◆ Exercise goal ◆
Identify each line below that contains the word "brown", and copy every such line in full.
[start of Task material]
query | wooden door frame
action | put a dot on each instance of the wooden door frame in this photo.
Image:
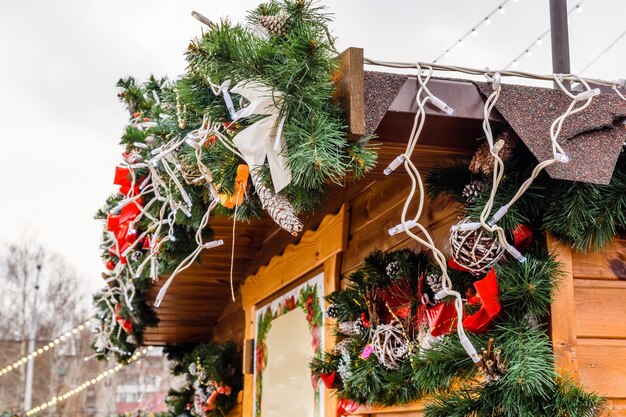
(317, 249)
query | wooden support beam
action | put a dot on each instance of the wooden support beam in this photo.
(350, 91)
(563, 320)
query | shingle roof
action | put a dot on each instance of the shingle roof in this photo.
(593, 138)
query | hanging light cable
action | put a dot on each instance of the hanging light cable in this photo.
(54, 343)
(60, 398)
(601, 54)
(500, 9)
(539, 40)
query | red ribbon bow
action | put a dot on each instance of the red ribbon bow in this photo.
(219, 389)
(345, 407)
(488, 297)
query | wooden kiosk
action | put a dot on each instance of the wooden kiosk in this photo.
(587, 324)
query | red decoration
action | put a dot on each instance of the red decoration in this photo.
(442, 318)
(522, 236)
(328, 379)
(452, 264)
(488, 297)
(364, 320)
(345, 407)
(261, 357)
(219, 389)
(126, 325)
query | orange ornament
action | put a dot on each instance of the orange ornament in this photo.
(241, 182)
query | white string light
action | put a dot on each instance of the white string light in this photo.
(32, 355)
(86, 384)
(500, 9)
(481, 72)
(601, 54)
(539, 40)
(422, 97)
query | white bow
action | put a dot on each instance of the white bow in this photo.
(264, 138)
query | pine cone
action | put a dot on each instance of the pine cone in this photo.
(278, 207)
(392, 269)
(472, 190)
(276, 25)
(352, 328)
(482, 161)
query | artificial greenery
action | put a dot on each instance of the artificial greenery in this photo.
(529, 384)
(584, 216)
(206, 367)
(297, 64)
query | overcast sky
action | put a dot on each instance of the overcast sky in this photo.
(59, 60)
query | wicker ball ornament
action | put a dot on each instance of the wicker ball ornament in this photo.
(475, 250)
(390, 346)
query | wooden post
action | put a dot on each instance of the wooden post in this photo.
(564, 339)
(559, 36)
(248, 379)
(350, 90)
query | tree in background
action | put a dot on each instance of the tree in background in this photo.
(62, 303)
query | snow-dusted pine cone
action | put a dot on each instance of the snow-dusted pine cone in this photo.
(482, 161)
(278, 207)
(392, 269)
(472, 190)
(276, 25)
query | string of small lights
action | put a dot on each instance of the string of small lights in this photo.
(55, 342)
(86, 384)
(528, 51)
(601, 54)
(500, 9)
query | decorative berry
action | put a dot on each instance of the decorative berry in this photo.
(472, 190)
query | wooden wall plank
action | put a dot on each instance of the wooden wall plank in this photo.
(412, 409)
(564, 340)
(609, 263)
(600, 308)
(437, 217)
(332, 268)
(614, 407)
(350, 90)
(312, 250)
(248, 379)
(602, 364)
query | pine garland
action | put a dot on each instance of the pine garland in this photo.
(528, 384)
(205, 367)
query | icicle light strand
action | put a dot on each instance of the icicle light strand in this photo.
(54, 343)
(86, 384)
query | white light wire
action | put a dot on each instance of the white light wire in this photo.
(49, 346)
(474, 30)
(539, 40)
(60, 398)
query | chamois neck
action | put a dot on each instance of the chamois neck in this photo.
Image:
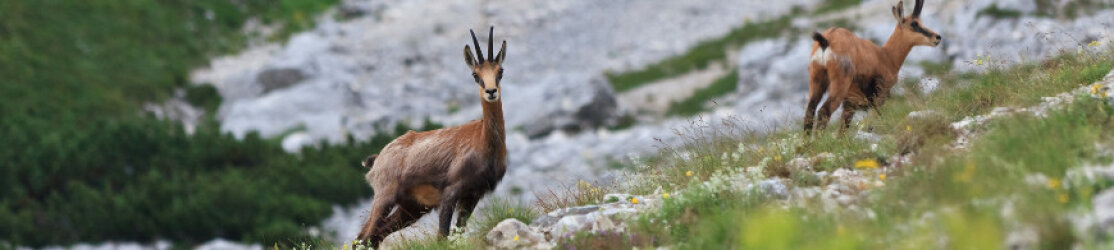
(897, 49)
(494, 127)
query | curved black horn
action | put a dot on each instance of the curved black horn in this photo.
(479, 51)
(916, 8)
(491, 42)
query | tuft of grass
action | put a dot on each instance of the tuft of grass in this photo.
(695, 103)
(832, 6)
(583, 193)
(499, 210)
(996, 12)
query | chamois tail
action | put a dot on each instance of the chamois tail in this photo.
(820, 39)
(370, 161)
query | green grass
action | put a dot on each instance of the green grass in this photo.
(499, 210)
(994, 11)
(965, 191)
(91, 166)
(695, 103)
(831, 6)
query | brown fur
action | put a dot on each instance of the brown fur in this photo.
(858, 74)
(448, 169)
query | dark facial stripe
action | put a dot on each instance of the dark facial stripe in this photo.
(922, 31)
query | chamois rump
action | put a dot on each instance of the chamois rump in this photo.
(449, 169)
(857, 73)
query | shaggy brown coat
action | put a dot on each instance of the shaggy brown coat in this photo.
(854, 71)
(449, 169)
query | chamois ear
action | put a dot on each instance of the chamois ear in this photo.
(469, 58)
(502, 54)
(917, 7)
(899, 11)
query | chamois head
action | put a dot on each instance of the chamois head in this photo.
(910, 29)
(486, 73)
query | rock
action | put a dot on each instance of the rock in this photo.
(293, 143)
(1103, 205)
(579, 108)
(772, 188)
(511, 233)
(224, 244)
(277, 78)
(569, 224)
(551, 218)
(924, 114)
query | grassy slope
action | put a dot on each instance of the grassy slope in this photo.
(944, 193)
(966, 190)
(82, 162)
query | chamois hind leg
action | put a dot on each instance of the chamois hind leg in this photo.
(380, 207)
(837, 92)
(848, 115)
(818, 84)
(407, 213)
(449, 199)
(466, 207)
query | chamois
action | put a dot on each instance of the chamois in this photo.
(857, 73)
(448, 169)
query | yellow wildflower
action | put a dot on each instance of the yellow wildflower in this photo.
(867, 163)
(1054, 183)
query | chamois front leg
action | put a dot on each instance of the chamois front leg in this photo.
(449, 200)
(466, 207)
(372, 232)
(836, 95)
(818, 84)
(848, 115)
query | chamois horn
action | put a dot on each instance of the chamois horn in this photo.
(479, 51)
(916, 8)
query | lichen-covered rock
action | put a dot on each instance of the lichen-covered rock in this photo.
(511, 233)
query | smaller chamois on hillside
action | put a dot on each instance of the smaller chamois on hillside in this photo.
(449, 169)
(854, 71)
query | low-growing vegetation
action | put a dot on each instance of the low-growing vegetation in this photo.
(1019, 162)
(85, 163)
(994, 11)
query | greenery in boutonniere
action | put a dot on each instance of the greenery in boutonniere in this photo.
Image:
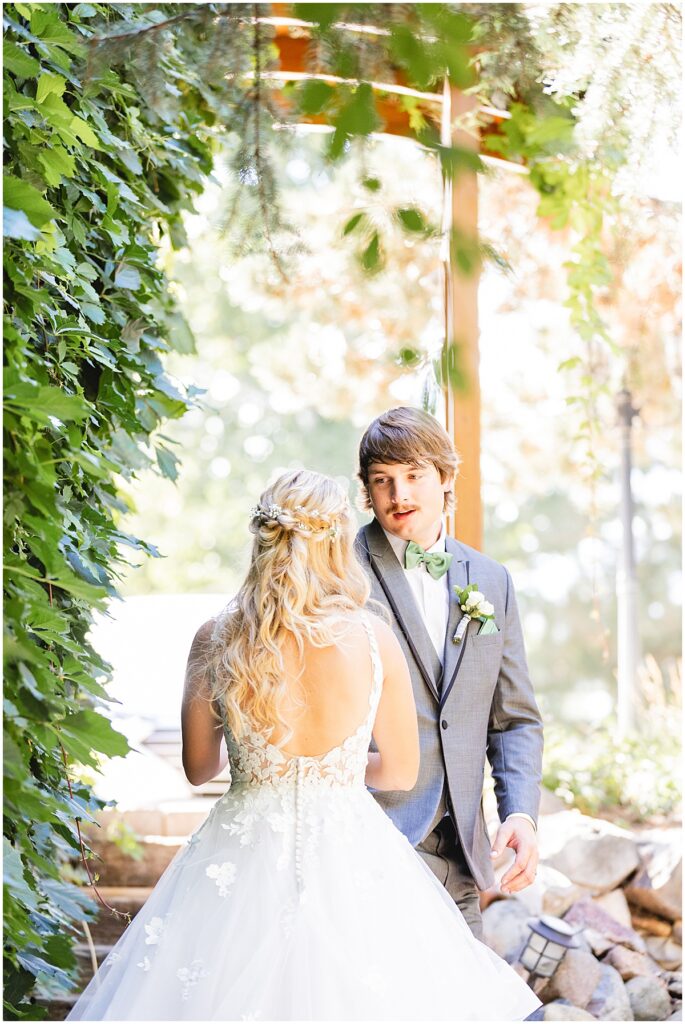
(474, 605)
[end of Task material]
[start of Task material]
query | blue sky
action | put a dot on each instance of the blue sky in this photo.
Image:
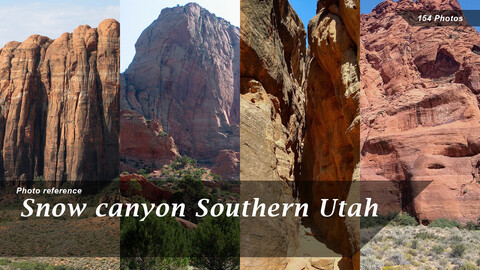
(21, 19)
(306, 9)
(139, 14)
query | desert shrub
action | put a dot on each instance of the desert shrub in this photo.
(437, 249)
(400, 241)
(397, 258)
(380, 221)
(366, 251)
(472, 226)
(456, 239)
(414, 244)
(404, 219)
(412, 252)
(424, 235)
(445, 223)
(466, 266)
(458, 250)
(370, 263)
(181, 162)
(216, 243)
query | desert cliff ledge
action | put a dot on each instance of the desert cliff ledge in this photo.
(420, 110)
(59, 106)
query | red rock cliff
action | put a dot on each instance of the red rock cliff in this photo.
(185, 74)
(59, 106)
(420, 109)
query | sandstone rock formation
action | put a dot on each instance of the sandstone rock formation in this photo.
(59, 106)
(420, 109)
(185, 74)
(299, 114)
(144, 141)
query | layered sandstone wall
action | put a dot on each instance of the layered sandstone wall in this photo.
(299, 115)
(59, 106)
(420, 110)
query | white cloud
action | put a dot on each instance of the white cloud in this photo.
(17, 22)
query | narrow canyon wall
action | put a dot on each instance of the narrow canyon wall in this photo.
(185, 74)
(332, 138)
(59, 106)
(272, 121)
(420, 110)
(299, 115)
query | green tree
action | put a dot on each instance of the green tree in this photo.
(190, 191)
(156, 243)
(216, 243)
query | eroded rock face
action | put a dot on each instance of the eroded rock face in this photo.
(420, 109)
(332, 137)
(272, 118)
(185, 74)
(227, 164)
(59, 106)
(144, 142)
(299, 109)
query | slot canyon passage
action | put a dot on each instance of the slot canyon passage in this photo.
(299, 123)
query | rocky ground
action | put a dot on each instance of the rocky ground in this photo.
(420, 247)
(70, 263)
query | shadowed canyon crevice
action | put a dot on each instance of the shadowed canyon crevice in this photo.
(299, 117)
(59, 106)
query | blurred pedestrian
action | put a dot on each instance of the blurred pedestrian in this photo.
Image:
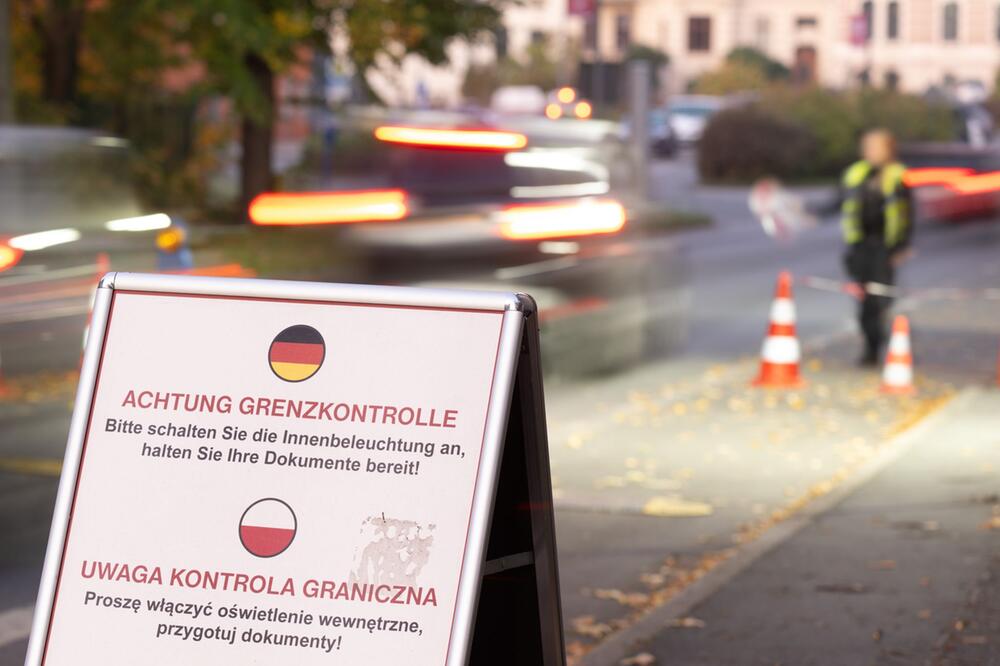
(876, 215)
[end of Task material]
[start of Task material]
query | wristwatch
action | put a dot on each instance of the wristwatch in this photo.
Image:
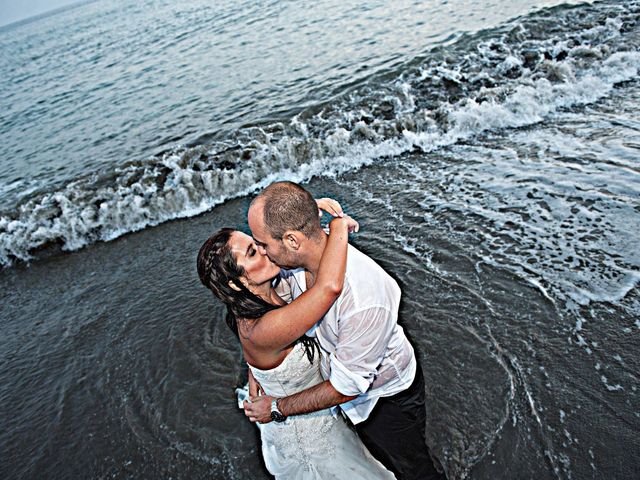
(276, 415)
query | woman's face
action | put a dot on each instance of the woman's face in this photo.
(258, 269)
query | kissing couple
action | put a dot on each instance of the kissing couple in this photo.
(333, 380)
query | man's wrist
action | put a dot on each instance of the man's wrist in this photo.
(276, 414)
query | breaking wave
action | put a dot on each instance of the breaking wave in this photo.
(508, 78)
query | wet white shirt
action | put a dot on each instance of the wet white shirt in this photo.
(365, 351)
[end of Task material]
◆ Correct answer ◆
query | brown fur
action | put a dot on each instance of the brown fur in this photo.
query | shaggy brown coat
action | put a dot on each instance of the shaggy brown coat in this photo.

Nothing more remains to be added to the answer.